## THE TASK
Go through the data below and copy each line where the word "skyline" occurs.
────
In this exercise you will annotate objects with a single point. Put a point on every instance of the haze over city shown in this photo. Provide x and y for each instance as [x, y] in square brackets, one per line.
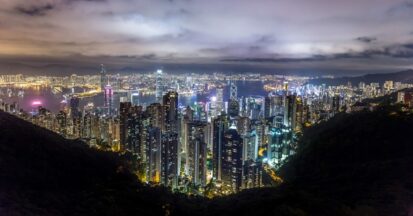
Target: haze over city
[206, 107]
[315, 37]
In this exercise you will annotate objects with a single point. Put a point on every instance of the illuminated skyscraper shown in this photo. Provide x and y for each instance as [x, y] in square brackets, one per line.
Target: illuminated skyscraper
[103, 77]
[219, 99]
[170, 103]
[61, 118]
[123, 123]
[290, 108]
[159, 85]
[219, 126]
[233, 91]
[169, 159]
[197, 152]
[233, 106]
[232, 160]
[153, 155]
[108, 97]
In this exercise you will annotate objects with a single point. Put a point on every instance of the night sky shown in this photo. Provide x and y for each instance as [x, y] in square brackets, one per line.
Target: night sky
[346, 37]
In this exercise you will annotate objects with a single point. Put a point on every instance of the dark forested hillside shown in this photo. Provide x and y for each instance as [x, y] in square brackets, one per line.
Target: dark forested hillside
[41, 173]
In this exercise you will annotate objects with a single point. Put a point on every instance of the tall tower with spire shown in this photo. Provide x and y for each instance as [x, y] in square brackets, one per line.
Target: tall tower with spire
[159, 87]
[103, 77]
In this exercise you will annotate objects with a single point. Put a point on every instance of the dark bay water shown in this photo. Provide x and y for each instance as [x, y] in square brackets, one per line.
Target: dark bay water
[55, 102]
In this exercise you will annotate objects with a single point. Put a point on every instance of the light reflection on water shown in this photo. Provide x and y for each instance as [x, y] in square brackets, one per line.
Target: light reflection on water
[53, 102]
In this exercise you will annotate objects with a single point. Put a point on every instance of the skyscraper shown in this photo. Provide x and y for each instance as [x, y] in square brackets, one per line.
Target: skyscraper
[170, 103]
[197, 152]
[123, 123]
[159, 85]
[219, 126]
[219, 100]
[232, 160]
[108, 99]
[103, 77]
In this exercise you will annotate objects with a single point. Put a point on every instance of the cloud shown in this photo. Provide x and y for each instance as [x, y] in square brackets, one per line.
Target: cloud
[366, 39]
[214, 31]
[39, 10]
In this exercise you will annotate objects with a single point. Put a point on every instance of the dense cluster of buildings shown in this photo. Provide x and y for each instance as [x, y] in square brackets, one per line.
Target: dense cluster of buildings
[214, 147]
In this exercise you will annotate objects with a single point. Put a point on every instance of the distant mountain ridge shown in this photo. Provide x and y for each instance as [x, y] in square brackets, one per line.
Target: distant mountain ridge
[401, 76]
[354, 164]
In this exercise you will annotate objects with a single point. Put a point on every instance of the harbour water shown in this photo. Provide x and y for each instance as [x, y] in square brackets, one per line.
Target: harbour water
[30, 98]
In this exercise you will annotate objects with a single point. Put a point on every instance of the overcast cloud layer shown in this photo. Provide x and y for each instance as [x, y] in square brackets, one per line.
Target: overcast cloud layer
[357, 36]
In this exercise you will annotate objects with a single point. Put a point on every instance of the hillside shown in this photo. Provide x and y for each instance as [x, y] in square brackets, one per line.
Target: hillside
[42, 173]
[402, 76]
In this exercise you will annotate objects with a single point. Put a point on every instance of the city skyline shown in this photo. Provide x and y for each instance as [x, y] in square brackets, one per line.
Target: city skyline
────
## TASK RESULT
In this exercise you will annotate objects with a single point. Put a point on every instance of the city skyline shown in this photo. Provide x and y for each instance as [x, y] in square brackets, one per line.
Target: city skyline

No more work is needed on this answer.